■ **Text provided**:
----

From this economic perspective, information supports important functions of society, which adds significance to the task of creating mechanisms for information organization, collection, preservation and dissemination. In today's society, the prevalent approach to handling information has two features. The first tendency is to group knowledge into subject domains that follow "natural" lines of demarcation that are drawn by noting distinct characteristics that intuitively create boundaries between domains. For example, the human-centered focus of anthropology seems to naturally seperate it from the physical science approach of geology. The second tendency is to breakdown the items within these domains into small units in order to isolate individual thoughts. This drive to facet knowledge is represented by the increasing range of specialties found throughout the domains. When items are separated in this way relationships between them is minimized, and contextual meaning is lost. This isolation blocks the act of cognitive connection that leads to serendipitous discovery within the wider environmental.

The framework for organizing information often reflects the structure of the organization creating the information. This leads to a situation in which knowledge can be enclosed within boundaries that seem, to the creators, to have natural meaning. However, these boundaries may actually inhibit knowledge creation and production by isolating the information in an environment unlikely to be accessed by information consumers outside the creator's community. University culture provides an excellent example. Historically, universities have generally promoted discipline-specific communities that encourage research within their own domain with little cross-disciplinary participation (Pierce 1990, 46). Organizing information by the discipline in which it was created has been quite common and is the basis for many time honored categorization systems including the Dewey decimal system. More recent technologically-oriented information science literature also speaks to this concept by describing the study of discipline-specific information storage and retrieval (Florian 1991; Losee 1997a) including the use of vocabularies and sublanguages unique to each domain (Bricker 1991; Losee 1996; Haas 1997).

----

■ **Raw data**:

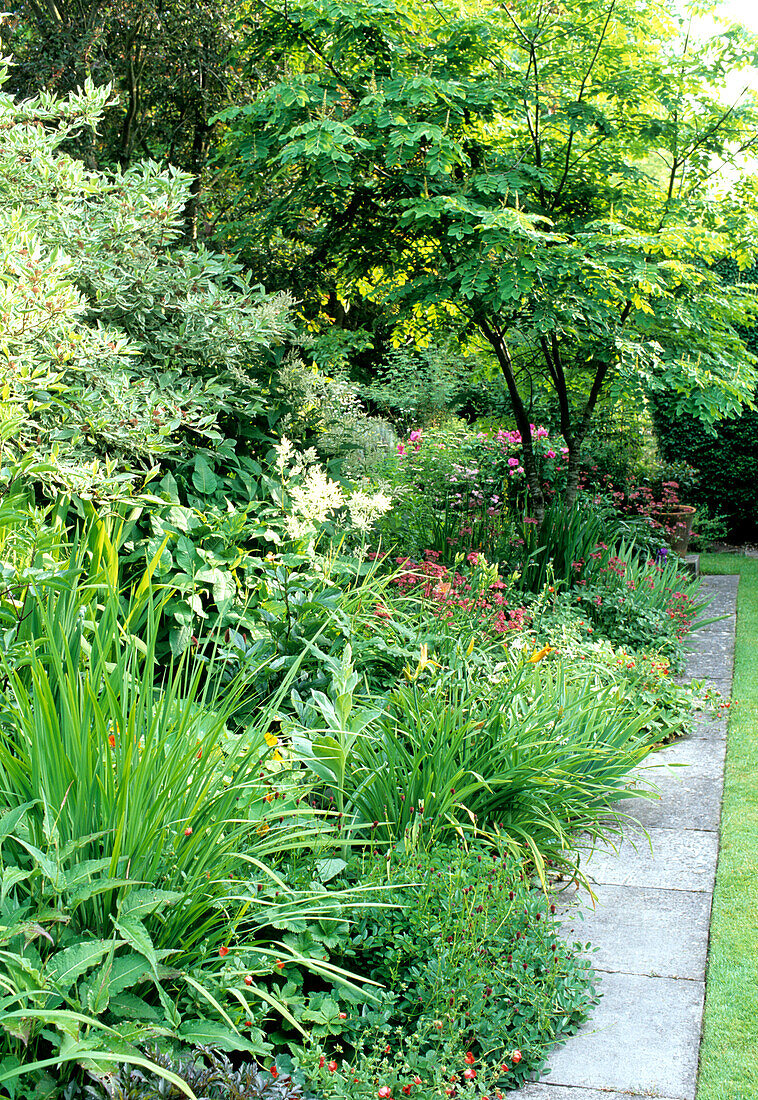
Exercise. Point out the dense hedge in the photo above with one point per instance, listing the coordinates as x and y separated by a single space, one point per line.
727 461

----

■ **Requests**:
1. Summarize the passage on information organization in three sentences.
2. According to the passage on information organization, why may boundaries that seem natural to the creators of information inhibit knowledge creation and production?
3. Proceed with the passage on information organization, continuing from its final sentence.
The data are not required for this work.

■ **Responses per task**:
1. Information is prevalently handled today by grouping knowledge into subject domains along seemingly natural boundaries and by breaking the items within those domains into small units. This separation minimizes the relationships between items, loses contextual meaning, and blocks the cognitive connection that leads to serendipitous discovery. Frameworks for organizing information also tend to mirror the structure of the organizations that create it, as in discipline-based universities and systems such as the Dewey decimal system, and these boundaries may inhibit knowledge creation by isolating information from consumers outside the creator's community.

2. Such boundaries isolate the information in an environment that information consumers outside the creator's community are unlikely to access. As a result, knowledge stays enclosed within the creator's own domain.

3.
Clearly, discipline-specific journal literature is an important foundation for research. Still, research "growth is spurred on by activity on research fronts in, and occasionally between disciplines" (Doreian 1988). Boisot (1995) further theorizes that new knowledge is created through two processes: (1) through reconfiguration of data within a field or (2) through the import of data to a field from an external source. These thoughts suggest meaningful benefits of cross-disciplinary investigation and emphasize the need to provide researchers with a means to find the work that is related to their own, but has been conducted outside their own disciplinary boundaries. Taken a step farther, it means that an organizational structure that relies on domain-specificity may be intellectually confining and limit the efficacy of scholars and other researchers. Instead there is a need to encourage wider dissemination of findings, and to better integrate the work about similar topics that has been generated within different disciplines (Pierce 1990).

The value of interdisciplinary work has been recognized for several decades and while collaboration has borne fruit, the mechanics of sharing information within these associations has at times been daunting both administratively and intellectually. In the late 1980s a report by the International Council for Scientific and Technical Information Group on Interdisciplinary Searching (ICSTI) noted the importance of the issue and discovered many problems facing interdisciplinary researchers (Weisgerber 1993).

More than a decade has passed since the ICSTI report but many of the problems cited in the report still exist. Vocabularies are still very discipline specific with little effort made to create correspondence between groups studying similar or even the same phenomena. Additionally, sublanguages exist even within disciplines. This means that researchers may find it difficult to search unfamiliar disciplines for relevant information because they do not know the sublanguage. Yet, intimate knowledge of a relevant sublanguage greatly enhances the researcher's ability to retrieve relevant documents (Hsieh-Yee 1993). Therefore, if topic experts are not conversant with a particular domain's sublanguage, they may not even realize they are missing relevant material on the desired topic, and the knowledge creation process is impeded.

Is this really a problem? Some important agencies with well-funded programs seem to think so. For example, in the last several years the National Science Foundation has earmarked millions of dollars in funding to go to projects addressing problems of cross-disciplinary research, as well as to projects that encourage interdisciplinary participation. These are called "cross cutting programs" and they encourage increasing the ability of scholars to research and work with individuals outside their own discipline.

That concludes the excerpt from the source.